Scientific classification
- Kingdom: Plantae
- Clade: Tracheophytes
- Clade: Angiosperms
- Clade: Eudicots
- Clade: Asterids
- Order: Lamiales
- Family: Lentibulariaceae
- Genus: Utricularia
- Subgenus: Utricularia subg. Utricularia
- Section: Utricularia sect. Orchidioides
- Species: U. campbelliana
- Binomial name: Utricularia campbelliana Oliv.
- Synonyms: Ochyllium campbellianum (Oliver) Gleason; U. campbelliana var. minor Steyerm.;

= Utricularia campbelliana =

- Genus: Utricularia
- Species: campbelliana
- Authority: Oliv.
- Conservation status: LC
- Synonyms: Ochyllium campbellianum (Oliver) Gleason, U. campbelliana var. minor Steyerm.

Species of carnivorous plant

Utricularia campbelliana is a small epiphytic, perennial carnivorous plant that belongs to the genus Utricularia. U. campbelliana is endemic to northern South America, where it is found in Guyana and Venezuela and most likely also Brazil, though no positive records exist from that country. It was originally published and described by Daniel Oliver in 1887. It is named in honor of William Hunter Campbell, an attorney and amateur botanist who lived in Georgetown, Guyana. Its habitat is reported as being tree trunks, branches, and prop roots (mostly of Bonnetia species) at altitudes from 1500 m to 2500 m, but has been found at altitudes as low as 690 m. It has been seen flowering between August and April. In his 1989 monograph on the genus, Peter Taylor noted that at least one specimen has been recorded as being visited by a hummingbird and it is likely that both U. campbelliana and U. quelchii are bird-pollinated.

▸ EXTRACTED DATA:
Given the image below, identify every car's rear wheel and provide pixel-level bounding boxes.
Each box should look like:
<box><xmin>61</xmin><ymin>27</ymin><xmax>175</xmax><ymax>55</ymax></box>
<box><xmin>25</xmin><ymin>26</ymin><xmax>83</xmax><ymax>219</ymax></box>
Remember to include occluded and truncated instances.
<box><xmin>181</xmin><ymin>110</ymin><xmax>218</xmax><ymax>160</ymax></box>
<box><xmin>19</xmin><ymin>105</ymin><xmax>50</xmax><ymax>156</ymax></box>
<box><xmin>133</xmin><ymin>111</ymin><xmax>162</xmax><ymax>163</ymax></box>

▸ TO DO: Can you retype the Utricularia campbelliana text word for word, from "- Synonyms: Ochyllium campbellianum (Oliver) Gleason;" down to "Gleason, U. campbelliana var. minor Steyerm."? Use only the text about Utricularia campbelliana, not the records.

▸ EXPECTED ANSWER:
- Synonyms: Ochyllium campbellianum (Oliver) Gleason; U. campbelliana var. minor Steyerm.;

= Utricularia campbelliana =

- Genus: Utricularia
- Species: campbelliana
- Authority: Oliv.
- Conservation status: LC
- Synonyms: Ochyllium campbellianum (Oliver) Gleason, U. campbelliana var. minor Steyerm.